*WRITTEN PROBLEM*
Will you reproduce the entire listing below word for word, leaving out the picture?

--- --- ---

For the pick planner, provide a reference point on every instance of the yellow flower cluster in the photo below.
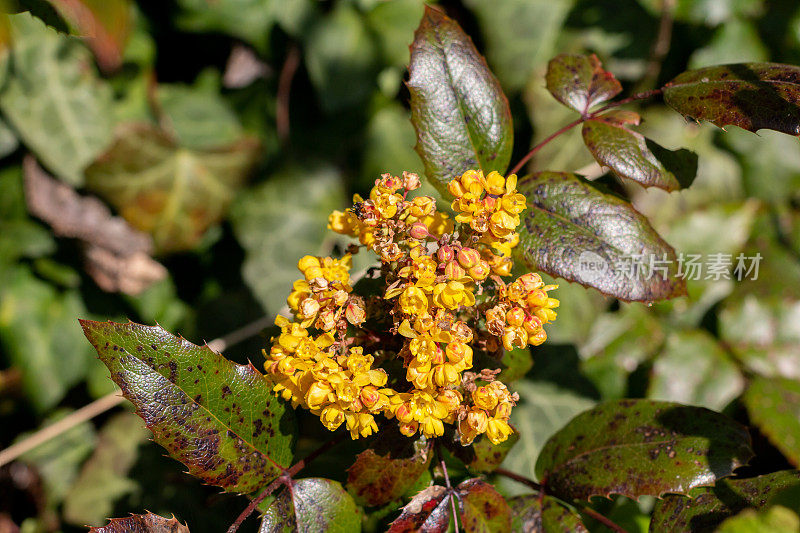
(435, 280)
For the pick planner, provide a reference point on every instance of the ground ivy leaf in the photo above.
(312, 504)
(573, 231)
(752, 96)
(706, 507)
(641, 447)
(387, 469)
(428, 511)
(170, 191)
(218, 418)
(142, 523)
(481, 508)
(458, 109)
(54, 99)
(774, 406)
(630, 155)
(579, 81)
(544, 515)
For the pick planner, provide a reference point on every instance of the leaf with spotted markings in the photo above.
(218, 418)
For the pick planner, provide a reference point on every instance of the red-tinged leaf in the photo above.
(533, 514)
(427, 512)
(481, 508)
(573, 231)
(752, 96)
(641, 447)
(385, 471)
(312, 504)
(483, 456)
(774, 406)
(218, 418)
(142, 523)
(630, 155)
(706, 507)
(458, 109)
(579, 81)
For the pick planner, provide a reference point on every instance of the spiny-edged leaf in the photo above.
(544, 515)
(312, 504)
(481, 508)
(752, 96)
(774, 406)
(706, 507)
(573, 231)
(630, 155)
(172, 192)
(482, 455)
(103, 479)
(142, 523)
(428, 512)
(641, 447)
(218, 418)
(694, 369)
(579, 81)
(55, 100)
(458, 109)
(387, 469)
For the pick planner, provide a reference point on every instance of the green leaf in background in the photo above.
(142, 523)
(520, 35)
(544, 515)
(694, 369)
(655, 447)
(774, 406)
(543, 410)
(312, 504)
(481, 508)
(341, 59)
(386, 470)
(630, 155)
(706, 507)
(41, 337)
(54, 99)
(752, 96)
(218, 418)
(170, 191)
(293, 205)
(573, 231)
(458, 109)
(580, 82)
(103, 478)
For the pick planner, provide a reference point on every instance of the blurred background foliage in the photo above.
(225, 132)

--- --- ---

*FULL RESPONSE*
For the pick planner, provide a reference point on every instance of the yellow flower cluster in the photo below.
(435, 280)
For the pick planner, provide a reference point on every instance of the ground ivy leaf in the photo above.
(312, 504)
(573, 231)
(752, 96)
(706, 507)
(641, 447)
(387, 469)
(428, 511)
(170, 191)
(218, 418)
(142, 523)
(481, 508)
(458, 109)
(54, 99)
(774, 406)
(630, 155)
(579, 81)
(544, 515)
For the pick planner, provide a reference point on every instance of the leaf with spotted markings in the photo above.
(218, 418)
For the pick planner, provide a reference point on every instance of the red-tinged leaf in the photo above.
(533, 514)
(427, 512)
(481, 508)
(573, 231)
(752, 96)
(641, 447)
(385, 471)
(312, 504)
(483, 456)
(774, 406)
(218, 418)
(142, 523)
(630, 155)
(706, 507)
(458, 109)
(579, 81)
For the pick planner, provide a reference point on every instance of the spiny-edged leaf in the photo above.
(544, 515)
(312, 504)
(481, 508)
(752, 96)
(774, 406)
(706, 507)
(573, 231)
(630, 155)
(172, 192)
(482, 455)
(103, 479)
(142, 523)
(428, 512)
(641, 447)
(218, 418)
(694, 369)
(579, 81)
(55, 100)
(458, 109)
(387, 469)
For the pick planner, provide a reference point on every instance of the green leaf in background in the photo above.
(142, 523)
(520, 35)
(544, 515)
(694, 369)
(655, 447)
(774, 406)
(543, 410)
(312, 504)
(481, 508)
(341, 59)
(386, 470)
(630, 155)
(706, 507)
(41, 337)
(54, 99)
(752, 96)
(218, 418)
(170, 191)
(293, 205)
(573, 231)
(458, 109)
(580, 82)
(103, 478)
For the pick planner, provide a reference point on every instance of the blurred background foliage in the photo above.
(225, 132)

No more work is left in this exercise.